The Italian Association 
of Chemical Engineering  
Online at www.aidic.it/cet 

Guest Editors: Peiyu Ren, Yancang Li, Huiping Song  
Copyright © 2015, AIDIC Servizi S.r.l.,  
ISBN 978-88-95608-37-2; ISSN 2283-9216                                                                                

Research of the Formation of Foamed Gel with Fly Ash 
Leilin Zhanga*, Biming Shia, Botao Qinb, Yibo Lia, Qing W ua 
a School of Mining and Safety Engineering, Anhui University of Science and Technology, Huainan, 232001, China, 
b School of Safety Engineering, China University of Mining and Technology, Xuzhou, 221116, China. 
leilinzhang@126.com 

A new type of technology of foamed gel with fly ash is developed to prevent and extinguish fire so as to 
overcome the existing shortages of fire prevention technologies. As a complex multi -component foam system, 
the foamed gel with fly ash is mainly formed by putting foaming agent, thickener and crosslinker into fly ash 
slurry, introducing nitrogen and stirring physically and mechanically. The experiments were done to investigate 
the microstructures of foamed gel with fly ash and theoretically analyze its gelation process and mechanism.

= = = =

Stated task =>
Write out the part of the foamed gel text that begins at the words "Guest Editors: Peiyu" and stops after the words "Xuzhou, 221116, China.". The listing after this point is separate material and has no connection to the foamed gel text.

= = = =

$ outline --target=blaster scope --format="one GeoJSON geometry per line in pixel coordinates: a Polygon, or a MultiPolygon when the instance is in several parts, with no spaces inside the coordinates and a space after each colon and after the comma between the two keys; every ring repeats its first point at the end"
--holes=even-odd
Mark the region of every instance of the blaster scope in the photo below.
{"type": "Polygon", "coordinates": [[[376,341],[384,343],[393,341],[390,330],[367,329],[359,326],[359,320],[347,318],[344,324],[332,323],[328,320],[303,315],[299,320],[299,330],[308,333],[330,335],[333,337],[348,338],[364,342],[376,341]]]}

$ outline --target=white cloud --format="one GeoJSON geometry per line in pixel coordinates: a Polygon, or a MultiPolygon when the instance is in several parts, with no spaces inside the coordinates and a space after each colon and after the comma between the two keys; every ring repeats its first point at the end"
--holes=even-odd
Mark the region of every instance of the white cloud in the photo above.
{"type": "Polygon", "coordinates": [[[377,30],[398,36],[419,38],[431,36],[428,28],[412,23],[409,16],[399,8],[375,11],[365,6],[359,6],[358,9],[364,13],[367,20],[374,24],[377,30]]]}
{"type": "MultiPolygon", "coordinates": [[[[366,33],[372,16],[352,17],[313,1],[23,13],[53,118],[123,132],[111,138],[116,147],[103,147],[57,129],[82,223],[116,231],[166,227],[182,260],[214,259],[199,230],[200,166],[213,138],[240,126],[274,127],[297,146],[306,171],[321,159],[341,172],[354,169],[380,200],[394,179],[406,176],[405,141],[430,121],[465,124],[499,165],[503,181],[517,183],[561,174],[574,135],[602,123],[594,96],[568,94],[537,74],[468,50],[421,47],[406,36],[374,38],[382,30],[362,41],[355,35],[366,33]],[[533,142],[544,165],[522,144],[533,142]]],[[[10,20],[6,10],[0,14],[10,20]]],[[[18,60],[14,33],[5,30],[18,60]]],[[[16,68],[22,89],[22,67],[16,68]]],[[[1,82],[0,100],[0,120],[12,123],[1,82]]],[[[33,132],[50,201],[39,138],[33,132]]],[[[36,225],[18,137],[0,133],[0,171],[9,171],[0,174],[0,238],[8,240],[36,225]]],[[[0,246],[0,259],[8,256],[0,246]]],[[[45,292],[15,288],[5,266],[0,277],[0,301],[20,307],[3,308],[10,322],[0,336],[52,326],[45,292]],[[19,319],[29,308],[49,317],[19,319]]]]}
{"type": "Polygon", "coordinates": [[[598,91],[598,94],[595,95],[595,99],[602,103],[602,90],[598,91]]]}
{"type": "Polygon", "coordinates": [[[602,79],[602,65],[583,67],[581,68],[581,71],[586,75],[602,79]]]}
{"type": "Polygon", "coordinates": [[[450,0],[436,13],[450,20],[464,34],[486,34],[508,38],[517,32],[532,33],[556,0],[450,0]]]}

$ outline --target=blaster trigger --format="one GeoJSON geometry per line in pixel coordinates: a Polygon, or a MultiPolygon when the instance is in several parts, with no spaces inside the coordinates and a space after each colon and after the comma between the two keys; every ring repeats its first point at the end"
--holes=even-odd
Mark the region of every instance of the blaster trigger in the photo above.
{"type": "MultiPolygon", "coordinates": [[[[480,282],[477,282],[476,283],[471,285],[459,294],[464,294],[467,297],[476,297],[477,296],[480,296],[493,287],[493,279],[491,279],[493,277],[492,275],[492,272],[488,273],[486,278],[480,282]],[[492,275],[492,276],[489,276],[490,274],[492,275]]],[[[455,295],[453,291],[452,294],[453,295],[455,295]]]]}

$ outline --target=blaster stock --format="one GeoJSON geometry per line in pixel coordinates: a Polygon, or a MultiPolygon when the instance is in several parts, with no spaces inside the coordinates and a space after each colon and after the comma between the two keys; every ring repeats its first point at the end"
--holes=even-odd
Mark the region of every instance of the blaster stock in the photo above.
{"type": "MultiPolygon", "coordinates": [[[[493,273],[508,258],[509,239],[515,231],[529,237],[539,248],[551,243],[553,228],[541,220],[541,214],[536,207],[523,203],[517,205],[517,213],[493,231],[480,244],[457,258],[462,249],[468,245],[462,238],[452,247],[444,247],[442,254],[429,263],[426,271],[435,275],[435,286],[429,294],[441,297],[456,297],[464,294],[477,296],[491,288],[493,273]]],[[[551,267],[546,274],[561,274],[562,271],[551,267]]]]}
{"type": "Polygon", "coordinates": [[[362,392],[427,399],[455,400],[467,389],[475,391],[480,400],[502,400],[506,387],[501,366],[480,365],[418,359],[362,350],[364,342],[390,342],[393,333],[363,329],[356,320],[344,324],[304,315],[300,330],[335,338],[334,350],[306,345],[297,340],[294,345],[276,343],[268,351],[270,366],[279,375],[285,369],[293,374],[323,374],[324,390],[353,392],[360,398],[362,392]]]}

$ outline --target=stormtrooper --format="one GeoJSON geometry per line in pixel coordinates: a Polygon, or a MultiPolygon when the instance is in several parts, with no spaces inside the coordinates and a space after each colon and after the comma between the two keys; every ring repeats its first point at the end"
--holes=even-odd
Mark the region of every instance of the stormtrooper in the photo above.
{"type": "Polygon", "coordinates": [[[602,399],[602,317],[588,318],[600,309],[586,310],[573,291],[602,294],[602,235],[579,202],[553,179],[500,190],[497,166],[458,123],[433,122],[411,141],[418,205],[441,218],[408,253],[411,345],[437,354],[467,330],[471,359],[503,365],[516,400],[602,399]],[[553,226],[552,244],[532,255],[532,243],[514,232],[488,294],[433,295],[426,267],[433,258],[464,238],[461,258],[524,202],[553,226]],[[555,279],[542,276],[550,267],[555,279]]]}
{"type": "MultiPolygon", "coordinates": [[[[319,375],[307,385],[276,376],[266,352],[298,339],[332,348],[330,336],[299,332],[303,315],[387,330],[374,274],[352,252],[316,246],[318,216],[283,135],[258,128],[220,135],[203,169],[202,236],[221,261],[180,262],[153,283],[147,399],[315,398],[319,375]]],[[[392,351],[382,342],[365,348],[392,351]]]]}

= = = =

The answer =>
Guest Editors: Peiyu Ren, Yancang Li, Huiping Song  
Copyright © 2015, AIDIC Servizi S.r.l.,  
ISBN 978-88-95608-37-2; ISSN 2283-9216                                                                                

Research of the Formation of Foamed Gel with Fly Ash 
Leilin Zhanga*, Biming Shia, Botao Qinb, Yibo Lia, Qing W ua 
a School of Mining and Safety Engineering, Anhui University of Science and Technology, Huainan, 232001, China, 
b School of Safety Engineering, China University of Mining and Technology, Xuzhou, 221116, China.